• **WRITTEN INSTRUCTION**
Please repeat the records, starting with the line that contains "Would you be able to determine the whereabouts of the white" and going on through the line that contains "[183,158,406,242]", keeping every line in place. Shift each box coordinate in those lines by adding 125 to it.

Begin

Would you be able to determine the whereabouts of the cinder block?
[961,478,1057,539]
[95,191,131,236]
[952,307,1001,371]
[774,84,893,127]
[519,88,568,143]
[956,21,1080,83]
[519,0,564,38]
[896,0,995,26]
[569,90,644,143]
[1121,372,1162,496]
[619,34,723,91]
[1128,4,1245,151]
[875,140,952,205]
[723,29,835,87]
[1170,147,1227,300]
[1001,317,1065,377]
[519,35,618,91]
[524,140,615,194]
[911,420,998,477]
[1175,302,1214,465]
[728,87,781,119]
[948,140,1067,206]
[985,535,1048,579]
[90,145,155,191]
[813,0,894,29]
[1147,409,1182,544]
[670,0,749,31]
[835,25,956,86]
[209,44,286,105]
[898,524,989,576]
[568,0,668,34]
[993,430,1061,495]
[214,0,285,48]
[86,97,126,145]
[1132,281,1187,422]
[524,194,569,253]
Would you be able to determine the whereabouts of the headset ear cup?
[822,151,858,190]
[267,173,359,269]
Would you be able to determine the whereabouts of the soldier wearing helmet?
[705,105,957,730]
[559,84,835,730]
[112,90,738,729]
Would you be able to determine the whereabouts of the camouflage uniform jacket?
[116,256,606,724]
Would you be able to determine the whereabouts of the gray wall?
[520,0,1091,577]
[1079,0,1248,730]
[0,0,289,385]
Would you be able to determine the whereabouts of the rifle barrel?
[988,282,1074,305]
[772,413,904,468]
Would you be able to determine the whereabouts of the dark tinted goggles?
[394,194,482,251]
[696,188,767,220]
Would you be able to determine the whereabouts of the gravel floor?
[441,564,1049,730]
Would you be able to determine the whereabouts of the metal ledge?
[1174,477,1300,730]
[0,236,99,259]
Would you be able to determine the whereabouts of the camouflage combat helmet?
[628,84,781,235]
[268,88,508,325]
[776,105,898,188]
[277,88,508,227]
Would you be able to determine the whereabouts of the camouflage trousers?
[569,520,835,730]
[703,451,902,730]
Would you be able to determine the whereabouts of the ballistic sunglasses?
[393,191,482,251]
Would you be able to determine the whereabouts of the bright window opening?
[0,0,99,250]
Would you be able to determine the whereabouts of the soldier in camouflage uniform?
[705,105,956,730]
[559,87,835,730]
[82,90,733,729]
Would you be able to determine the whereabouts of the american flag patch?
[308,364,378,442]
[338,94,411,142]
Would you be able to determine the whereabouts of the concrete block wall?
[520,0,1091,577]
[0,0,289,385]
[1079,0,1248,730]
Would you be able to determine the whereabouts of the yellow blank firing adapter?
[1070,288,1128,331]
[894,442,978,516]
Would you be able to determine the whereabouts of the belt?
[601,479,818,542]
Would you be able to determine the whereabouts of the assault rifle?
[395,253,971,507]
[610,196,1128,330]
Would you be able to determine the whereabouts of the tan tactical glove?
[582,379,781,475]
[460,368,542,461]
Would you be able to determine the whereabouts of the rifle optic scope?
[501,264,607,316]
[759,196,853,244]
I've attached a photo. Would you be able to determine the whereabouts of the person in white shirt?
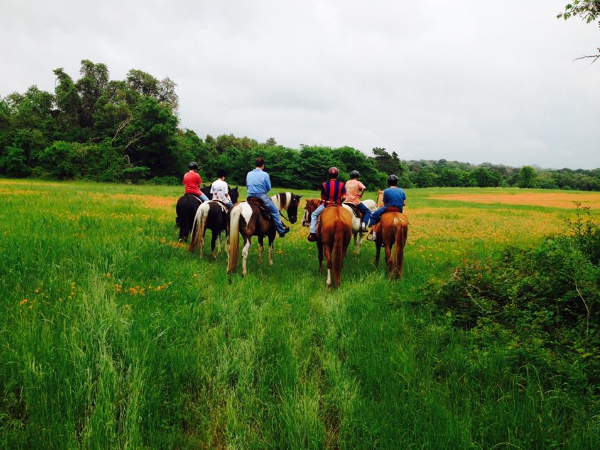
[210,169,233,208]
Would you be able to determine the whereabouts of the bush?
[38,141,82,180]
[426,208,600,390]
[0,146,31,178]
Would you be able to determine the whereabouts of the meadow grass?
[0,180,600,449]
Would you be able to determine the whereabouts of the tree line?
[0,60,600,191]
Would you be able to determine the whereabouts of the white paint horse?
[226,192,302,276]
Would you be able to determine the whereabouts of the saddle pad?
[246,197,271,220]
[344,202,362,219]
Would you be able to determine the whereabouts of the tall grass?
[0,181,600,449]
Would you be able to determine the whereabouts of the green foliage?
[518,166,537,189]
[0,60,600,191]
[427,208,600,391]
[0,146,31,177]
[38,141,83,180]
[0,180,600,450]
[556,0,600,23]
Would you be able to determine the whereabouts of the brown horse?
[374,206,408,280]
[302,199,352,288]
[226,192,302,276]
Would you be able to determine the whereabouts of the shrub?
[426,207,600,389]
[148,176,181,186]
[0,146,31,177]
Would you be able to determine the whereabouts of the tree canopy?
[0,59,600,190]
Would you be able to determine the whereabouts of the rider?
[367,174,406,241]
[210,169,233,209]
[308,167,346,242]
[246,157,290,237]
[183,161,208,202]
[346,170,371,231]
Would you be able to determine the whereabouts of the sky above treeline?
[0,0,600,169]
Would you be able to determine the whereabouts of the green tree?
[556,0,600,62]
[518,166,537,189]
[0,146,31,177]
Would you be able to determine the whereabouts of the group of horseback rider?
[183,158,406,242]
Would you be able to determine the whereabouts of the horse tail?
[227,205,242,273]
[332,218,347,287]
[188,203,210,252]
[390,217,408,278]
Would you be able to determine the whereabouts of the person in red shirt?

End

• **REPLY**
Would you be able to determine the whereabouts of the white paint horse?
[351,317,427,401]
Would you be able to determine the whereabouts of the saddle pad?
[371,322,396,345]
[469,327,487,344]
Would you be able to determine the whereabouts of the tall grass?
[125,306,725,574]
Would you be able to determine the whereabouts of the green foliage?
[643,291,662,314]
[125,185,725,316]
[552,333,725,516]
[125,271,156,302]
[163,266,208,305]
[125,305,725,575]
[681,125,725,148]
Would you be able to determine the whereabouts of the brown horse?
[499,331,533,405]
[427,324,477,413]
[351,317,427,401]
Would you be able to determine the whereabouts of the shrub?
[551,332,725,514]
[273,301,306,311]
[125,271,156,302]
Would you be able to determine the whereabouts of the tree canopy?
[125,184,725,315]
Would you be able to determine the whereabouts of the rider?
[492,299,531,366]
[335,294,358,334]
[433,292,471,367]
[371,282,415,362]
[308,286,333,327]
[471,295,496,356]
Would you be able to determine the whereabouts of the sky above treeline?
[125,125,725,294]
Would you be able to determine the whereabouts of the green tree?
[681,125,725,187]
[643,291,662,314]
[125,271,156,302]
Would you be able to determine the whereabouts of the group of horseback rider?
[308,283,531,367]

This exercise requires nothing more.